** Task to complete **
Put the material between the lines holding "stone tower for overlay placement." and "[252,0,363,89]", inclusive, into a two-column CSV with the headers text and answer. Give one row for each text with its answer, with each value in a single quoted field and line breaks replaced by spaces.

** Stored rows **
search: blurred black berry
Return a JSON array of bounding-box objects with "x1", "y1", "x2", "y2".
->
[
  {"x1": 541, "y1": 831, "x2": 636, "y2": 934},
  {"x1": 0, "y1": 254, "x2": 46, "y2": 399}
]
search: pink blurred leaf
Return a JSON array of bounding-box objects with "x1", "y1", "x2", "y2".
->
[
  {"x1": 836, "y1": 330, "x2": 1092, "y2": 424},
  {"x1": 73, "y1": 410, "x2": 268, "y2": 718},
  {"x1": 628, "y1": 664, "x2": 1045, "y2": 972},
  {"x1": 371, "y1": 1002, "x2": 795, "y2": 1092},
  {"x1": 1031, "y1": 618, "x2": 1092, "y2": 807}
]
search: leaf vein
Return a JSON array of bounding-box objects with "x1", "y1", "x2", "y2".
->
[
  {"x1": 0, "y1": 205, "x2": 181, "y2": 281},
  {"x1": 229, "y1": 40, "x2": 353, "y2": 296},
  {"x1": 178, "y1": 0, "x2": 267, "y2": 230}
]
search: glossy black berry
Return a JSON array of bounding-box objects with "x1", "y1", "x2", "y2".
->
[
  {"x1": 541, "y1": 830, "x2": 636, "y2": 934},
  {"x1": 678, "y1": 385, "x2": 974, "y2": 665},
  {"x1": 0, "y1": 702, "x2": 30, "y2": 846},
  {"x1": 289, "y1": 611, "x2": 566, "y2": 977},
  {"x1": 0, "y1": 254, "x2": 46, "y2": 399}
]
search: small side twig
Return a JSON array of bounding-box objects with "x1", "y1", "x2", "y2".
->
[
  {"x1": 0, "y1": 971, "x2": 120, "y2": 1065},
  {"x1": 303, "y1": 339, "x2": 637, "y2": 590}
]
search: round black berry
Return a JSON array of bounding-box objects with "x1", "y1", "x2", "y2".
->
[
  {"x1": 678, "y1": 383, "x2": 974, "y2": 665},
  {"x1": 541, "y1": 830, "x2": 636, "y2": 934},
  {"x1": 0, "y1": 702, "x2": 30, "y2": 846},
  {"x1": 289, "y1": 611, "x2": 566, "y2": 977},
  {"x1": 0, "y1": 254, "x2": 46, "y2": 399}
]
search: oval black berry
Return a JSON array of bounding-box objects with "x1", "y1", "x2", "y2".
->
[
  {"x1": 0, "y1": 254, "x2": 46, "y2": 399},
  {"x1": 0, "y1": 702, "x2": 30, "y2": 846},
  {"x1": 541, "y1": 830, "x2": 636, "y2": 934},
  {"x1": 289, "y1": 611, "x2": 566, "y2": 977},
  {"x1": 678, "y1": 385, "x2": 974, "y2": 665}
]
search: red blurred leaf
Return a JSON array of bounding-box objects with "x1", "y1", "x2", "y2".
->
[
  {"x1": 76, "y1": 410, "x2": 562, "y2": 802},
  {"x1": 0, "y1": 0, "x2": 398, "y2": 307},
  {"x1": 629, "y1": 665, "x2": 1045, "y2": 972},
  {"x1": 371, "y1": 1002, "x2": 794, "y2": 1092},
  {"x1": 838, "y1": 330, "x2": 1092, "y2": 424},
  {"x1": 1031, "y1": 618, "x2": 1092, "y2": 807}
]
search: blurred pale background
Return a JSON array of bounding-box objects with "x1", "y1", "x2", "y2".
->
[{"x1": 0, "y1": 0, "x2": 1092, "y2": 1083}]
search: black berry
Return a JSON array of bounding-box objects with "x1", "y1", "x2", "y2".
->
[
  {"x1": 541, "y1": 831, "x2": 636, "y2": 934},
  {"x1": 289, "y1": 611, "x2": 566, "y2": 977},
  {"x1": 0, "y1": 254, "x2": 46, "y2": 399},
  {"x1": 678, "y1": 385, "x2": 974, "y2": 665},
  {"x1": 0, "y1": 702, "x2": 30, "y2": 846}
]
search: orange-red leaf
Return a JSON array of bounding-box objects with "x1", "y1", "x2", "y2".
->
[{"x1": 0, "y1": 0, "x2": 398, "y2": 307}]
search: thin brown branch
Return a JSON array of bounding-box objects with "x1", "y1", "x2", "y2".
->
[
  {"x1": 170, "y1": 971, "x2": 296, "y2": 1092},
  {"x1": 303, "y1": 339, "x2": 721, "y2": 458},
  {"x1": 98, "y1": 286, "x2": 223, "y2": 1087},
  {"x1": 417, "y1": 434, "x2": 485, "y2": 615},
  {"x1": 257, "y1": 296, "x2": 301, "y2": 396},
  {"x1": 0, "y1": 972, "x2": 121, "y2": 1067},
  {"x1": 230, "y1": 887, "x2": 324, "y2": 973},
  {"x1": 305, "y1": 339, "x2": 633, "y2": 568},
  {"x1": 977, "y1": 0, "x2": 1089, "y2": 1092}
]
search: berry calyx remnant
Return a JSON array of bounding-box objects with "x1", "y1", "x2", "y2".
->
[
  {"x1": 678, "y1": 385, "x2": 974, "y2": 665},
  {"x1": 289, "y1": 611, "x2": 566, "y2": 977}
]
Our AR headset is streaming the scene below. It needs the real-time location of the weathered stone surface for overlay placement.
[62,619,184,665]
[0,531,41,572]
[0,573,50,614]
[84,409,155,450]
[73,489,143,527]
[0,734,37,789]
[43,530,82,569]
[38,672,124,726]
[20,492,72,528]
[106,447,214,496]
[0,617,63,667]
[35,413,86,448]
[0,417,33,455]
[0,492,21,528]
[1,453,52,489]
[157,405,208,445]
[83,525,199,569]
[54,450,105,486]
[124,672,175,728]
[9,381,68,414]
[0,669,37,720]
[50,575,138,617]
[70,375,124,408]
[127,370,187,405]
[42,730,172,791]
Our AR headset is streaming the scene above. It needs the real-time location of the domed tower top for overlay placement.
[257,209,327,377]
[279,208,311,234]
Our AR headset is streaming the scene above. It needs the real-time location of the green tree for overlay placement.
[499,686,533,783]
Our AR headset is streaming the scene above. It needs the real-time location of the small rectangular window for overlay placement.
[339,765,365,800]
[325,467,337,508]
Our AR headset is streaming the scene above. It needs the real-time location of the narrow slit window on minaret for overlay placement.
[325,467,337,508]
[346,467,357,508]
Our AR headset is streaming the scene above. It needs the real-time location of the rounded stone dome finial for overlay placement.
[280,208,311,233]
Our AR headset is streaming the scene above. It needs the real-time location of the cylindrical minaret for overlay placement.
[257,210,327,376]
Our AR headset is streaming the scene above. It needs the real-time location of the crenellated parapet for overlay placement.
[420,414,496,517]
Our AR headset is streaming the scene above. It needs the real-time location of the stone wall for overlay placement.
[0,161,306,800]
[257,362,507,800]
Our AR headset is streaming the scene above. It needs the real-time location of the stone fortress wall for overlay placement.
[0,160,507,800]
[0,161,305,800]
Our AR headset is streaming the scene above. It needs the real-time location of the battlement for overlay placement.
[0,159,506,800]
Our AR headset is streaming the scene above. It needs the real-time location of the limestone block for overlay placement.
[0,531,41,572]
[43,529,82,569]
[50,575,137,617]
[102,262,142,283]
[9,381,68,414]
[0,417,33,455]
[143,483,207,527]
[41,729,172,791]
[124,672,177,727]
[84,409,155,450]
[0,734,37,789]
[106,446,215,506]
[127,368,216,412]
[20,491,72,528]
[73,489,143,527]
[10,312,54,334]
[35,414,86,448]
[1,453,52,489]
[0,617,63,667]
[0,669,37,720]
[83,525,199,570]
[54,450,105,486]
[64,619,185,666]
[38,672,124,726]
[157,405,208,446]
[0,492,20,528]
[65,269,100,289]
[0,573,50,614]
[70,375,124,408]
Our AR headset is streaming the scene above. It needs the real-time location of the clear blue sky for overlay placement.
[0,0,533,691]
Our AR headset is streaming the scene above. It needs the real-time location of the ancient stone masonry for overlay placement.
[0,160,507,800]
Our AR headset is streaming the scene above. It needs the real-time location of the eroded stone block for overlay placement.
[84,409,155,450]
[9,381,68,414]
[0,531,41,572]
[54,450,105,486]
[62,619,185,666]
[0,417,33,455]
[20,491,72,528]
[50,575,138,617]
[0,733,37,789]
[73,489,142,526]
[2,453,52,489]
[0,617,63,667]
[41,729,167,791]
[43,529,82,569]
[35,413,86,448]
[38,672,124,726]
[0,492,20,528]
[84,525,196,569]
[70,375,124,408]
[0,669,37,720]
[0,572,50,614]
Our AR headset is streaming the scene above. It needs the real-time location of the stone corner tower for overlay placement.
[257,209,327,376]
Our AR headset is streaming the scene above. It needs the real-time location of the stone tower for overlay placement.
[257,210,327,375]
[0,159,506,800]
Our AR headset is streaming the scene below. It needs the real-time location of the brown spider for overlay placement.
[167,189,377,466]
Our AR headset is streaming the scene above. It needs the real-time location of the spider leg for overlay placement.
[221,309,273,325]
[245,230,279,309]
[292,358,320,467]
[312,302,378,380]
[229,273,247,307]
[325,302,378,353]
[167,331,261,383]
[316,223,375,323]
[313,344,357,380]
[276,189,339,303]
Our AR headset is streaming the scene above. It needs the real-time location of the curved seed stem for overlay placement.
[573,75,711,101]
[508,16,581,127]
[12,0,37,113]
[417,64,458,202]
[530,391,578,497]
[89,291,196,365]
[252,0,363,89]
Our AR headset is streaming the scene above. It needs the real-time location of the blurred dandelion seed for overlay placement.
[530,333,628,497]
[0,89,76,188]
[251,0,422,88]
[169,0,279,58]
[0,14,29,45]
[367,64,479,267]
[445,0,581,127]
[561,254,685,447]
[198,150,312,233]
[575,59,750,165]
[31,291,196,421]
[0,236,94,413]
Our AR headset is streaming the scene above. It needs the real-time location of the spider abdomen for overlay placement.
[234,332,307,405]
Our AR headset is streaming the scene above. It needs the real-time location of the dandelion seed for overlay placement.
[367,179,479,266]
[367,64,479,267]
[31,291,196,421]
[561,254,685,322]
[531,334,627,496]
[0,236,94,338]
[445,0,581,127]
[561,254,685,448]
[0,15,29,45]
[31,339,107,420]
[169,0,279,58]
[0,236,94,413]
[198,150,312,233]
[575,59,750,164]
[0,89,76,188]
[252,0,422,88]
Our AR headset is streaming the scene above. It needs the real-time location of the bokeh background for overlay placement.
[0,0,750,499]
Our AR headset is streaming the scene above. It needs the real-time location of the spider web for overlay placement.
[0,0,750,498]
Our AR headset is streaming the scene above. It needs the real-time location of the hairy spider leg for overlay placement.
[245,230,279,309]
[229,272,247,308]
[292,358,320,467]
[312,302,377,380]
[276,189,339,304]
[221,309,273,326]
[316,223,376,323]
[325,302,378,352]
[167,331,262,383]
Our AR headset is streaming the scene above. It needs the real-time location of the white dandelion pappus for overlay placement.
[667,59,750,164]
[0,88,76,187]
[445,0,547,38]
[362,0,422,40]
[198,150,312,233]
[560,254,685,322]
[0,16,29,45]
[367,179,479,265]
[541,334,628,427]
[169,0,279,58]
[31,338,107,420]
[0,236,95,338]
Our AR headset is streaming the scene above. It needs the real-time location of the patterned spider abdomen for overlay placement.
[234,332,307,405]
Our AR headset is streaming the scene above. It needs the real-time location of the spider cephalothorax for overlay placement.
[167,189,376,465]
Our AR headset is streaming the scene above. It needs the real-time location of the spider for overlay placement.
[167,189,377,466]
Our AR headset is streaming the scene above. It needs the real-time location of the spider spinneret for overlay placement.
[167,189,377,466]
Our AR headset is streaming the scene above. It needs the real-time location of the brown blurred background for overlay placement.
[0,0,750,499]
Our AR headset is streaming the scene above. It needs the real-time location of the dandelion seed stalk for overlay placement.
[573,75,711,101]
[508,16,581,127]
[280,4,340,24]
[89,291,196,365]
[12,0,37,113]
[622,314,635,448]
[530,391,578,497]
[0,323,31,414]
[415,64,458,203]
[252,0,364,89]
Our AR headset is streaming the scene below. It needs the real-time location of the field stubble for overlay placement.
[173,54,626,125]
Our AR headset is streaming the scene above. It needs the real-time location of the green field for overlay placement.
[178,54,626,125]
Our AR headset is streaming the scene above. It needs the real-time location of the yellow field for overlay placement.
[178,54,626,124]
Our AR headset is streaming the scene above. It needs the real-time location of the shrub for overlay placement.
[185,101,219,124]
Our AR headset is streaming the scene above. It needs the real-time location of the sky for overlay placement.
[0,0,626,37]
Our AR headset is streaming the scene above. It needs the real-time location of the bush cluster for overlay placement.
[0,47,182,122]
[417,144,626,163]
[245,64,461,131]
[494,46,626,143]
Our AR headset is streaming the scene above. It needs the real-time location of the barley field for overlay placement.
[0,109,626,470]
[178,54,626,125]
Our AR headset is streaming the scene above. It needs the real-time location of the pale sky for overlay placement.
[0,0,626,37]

** Completed exercise **
text,answer
"Our AR headset is streaming the scene above. It needs the real-time location of the stone tower for overlay placement.","[257,210,327,375] [0,159,506,800]"
"Our AR headset is streaming the scene below. It needs the real-time location of the brown spider for overlay placement.","[167,189,377,466]"
"Our AR headset is streaming the scene above. It needs the real-time location of the spider leg for overlay placement.","[221,309,273,325] [245,230,279,309] [292,358,320,467] [312,302,378,380] [229,273,247,307] [325,302,378,353] [167,331,261,383] [316,223,375,323] [313,344,357,380] [276,189,339,303]"
"Our AR headset is streaming the scene above. It needs the real-time location of the curved seed stem for overlay placement.","[573,75,711,101] [508,16,581,127] [12,0,37,113] [417,64,458,202] [530,391,578,497] [89,291,196,365] [252,0,363,89]"